◆ QUESTIONS TO ANSWER ◆
a – In the fellowship profile, at which hospital is Finbråten currently specializing in infectious diseases?
b – Please copy the part of the fellowship profile between "Project Overview: The" and "populations in treatment.", inclusive.

◆ TEXT SECTION ◆
================================

Placement: Weill Cornell Medical College
Mentor: Bruce Schackman, M.B.A., Ph.D., Saul P. Steinberg Distinguished Professor; Executive Vice Chair, Department of Population Health Sciences; Director, Center for Health Economics of Treatment Interventions for Substance Use Disorder, HCV, and HIV (CHERISH), Weill Cornell Medical College
Co-mentors: Shashi Kapadia, M.D., Assistant Professor, Division of Infectious Diseases, Weill Cornell Medicine; Benjamin Eckhardt, M.D., Assistant Professor, Department of Medicine, New York University Grossman School of Medicine
Project: Progress and Challenges in Eliminating Hepatitis C Virus by 2030: A Study of Two Health Care Models and the Impact of the COVID-19 Pandemic
Ane-Kristine Finbråten, M.D., Ph.D., is a 2021–22 Harkness/Norwegian Institute of Public Health Fellow in Health Care Policy and Practice. Finbråten is currently specializing in Infectious diseases at Ullevål Hospital and is a postdoctoral fellow at Unger Vetlesen Institute, focusing on the field of Hepatitis C. She is a founding member of The Centre for Elimination of Hepatitis C in Norway, a collaboration between Akershus University Hospital, Lovisenberg Diaconal Hospital, and Oslo University Hospital, and is passionate about advancing addiction medicine and delivering good health care to people who inject drugs. Finbråten is a primary investigator for a pragmatic clinical trial, “Opportuni-C,” Opportunistic Treatment of Hepatitis C Virus Infection, and previously served as an investigator on The NOR Solidarity multicenter trial on the efficacy of different antiviral drugs in SARS CoV-2 infected patients. She received both her Ph.D. (Clinical Medicine) and M.D. from the Norwegian University of Science and Technology, where she was part of the Medical Student Research Programme.
Project Overview: The World Health Organization (WHO) Global Health Sector Strategy aims to eliminate viral hepatitis (HCV) as a major public health threat by 2030. In high-income countries, Hepatitis C primarily affects people who inject drugs. Achieving the WHO targets for HCV elimination will require alternative models of care that effectively can engage vulnerable populations in treatment.

================================

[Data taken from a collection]
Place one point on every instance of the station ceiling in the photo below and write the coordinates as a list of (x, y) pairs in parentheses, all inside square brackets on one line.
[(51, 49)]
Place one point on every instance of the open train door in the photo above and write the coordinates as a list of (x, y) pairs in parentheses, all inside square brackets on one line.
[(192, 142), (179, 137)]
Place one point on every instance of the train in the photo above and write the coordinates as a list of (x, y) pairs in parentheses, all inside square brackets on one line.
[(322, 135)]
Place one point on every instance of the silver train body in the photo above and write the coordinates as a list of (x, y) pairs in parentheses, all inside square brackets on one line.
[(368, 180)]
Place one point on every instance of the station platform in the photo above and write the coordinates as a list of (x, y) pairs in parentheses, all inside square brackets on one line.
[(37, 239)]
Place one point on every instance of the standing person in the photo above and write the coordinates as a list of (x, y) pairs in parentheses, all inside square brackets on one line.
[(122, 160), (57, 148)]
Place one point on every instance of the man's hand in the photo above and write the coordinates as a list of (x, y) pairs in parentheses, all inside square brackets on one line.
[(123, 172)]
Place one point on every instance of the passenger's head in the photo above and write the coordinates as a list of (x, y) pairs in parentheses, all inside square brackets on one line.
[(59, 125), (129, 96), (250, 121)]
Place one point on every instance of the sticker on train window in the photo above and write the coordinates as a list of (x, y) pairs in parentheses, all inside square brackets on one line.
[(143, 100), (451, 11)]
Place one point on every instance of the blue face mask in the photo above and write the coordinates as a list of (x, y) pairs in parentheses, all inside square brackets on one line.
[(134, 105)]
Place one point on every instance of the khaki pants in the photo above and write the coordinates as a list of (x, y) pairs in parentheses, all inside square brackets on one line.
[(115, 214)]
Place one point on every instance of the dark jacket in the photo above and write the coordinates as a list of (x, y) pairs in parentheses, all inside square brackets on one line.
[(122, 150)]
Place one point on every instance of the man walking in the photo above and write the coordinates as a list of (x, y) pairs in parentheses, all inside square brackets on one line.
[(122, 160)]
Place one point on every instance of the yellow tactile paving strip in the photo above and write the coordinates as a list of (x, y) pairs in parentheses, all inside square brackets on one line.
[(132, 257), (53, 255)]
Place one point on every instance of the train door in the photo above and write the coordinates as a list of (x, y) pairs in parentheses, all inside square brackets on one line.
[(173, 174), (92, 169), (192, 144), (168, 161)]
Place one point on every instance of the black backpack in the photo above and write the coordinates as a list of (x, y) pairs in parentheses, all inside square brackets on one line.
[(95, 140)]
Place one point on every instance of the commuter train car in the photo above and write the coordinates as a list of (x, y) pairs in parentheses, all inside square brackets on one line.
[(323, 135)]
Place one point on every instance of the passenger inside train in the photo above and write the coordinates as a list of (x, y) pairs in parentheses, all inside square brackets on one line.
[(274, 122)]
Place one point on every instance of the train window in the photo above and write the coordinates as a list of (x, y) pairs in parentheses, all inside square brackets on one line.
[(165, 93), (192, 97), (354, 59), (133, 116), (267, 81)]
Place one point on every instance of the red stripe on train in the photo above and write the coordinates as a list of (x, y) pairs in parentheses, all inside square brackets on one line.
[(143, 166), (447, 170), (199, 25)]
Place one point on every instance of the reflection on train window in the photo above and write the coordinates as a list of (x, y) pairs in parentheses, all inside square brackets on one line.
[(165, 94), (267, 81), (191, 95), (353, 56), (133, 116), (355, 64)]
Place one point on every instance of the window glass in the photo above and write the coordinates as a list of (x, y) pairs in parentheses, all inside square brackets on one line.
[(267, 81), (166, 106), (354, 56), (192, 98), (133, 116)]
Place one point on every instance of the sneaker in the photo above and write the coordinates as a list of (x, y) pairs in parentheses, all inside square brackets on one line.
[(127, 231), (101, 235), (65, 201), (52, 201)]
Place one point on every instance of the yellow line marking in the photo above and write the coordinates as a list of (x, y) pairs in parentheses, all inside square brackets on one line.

================================

◆ RESULTS IN ORDER ◆
a – Ullevål Hospital.

b –
Project Overview: The World Health Organization (WHO) Global Health Sector Strategy aims to eliminate viral hepatitis (HCV) as a major public health threat by 2030. In high-income countries, Hepatitis C primarily affects people who inject drugs. Achieving the WHO targets for HCV elimination will require alternative models of care that effectively can engage vulnerable populations in treatment.